### Data section
============

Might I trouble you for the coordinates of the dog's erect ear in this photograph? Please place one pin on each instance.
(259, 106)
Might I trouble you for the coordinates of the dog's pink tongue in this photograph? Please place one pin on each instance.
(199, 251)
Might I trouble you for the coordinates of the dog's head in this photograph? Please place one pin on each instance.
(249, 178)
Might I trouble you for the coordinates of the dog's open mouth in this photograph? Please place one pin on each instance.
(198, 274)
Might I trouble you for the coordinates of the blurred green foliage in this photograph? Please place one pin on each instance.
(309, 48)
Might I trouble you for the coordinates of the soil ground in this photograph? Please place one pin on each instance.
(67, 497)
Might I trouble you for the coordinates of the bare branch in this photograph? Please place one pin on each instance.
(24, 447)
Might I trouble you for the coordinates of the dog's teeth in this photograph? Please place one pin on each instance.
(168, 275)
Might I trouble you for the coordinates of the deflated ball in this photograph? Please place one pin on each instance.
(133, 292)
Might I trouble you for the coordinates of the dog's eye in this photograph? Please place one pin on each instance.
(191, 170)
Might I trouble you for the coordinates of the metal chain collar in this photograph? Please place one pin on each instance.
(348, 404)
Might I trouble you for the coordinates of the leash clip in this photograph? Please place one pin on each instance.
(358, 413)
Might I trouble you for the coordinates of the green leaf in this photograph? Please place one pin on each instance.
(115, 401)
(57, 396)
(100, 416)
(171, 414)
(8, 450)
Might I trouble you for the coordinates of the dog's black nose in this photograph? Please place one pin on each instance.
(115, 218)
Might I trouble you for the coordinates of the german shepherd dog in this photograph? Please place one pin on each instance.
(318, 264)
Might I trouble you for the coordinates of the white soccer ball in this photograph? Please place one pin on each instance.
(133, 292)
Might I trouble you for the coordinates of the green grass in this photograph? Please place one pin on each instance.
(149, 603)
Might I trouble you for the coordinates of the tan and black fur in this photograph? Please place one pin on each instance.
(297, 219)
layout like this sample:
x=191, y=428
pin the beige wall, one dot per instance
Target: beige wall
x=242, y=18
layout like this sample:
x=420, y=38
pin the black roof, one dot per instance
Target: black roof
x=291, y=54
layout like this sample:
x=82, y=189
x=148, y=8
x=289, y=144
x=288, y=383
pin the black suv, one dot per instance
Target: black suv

============

### Exercise
Exactly as written, give the line containing "Might I trouble you for the coordinates of the dog's eye" and all remaining lines of the records.

### Solution
Might I trouble you for the coordinates of the dog's eye in this photograph? Please place one pin on each instance.
(191, 170)
Might I trouble you for the coordinates of the metal chain collar in this photograph? Please place one pin on each instance.
(348, 404)
Might I trouble you for the coordinates of the leash clip in this photograph? Please place one pin on each instance.
(358, 413)
Might I trouble you for the coordinates of the green leaf in this photograph? Please place one pin on each instance.
(115, 401)
(57, 396)
(100, 416)
(171, 414)
(8, 450)
Might I trouble you for the coordinates of the dog's black nose in this photograph? Please place one pin on each instance.
(115, 218)
Might I trouble you for the coordinates of the german shepherd dog in this photograph? Please place one pin on each instance.
(318, 264)
Might I trouble you for the coordinates of the white soccer ball in this photograph? Please place one pin on each instance.
(133, 292)
Might I trouble you for the coordinates of the green grass in this photograph? Please place one pin on each instance.
(149, 603)
Might I trouble you for the coordinates of the tan and black fur in this photograph? Please place one pin on each instance.
(297, 219)
layout like this sample:
x=191, y=428
pin the beige wall, one dot per instance
Target: beige wall
x=242, y=18
layout like this sample:
x=420, y=38
pin the black roof, one dot per instance
Target: black roof
x=291, y=54
layout like this sample:
x=82, y=189
x=148, y=8
x=289, y=144
x=288, y=383
pin the black suv, one dot per instance
Target: black suv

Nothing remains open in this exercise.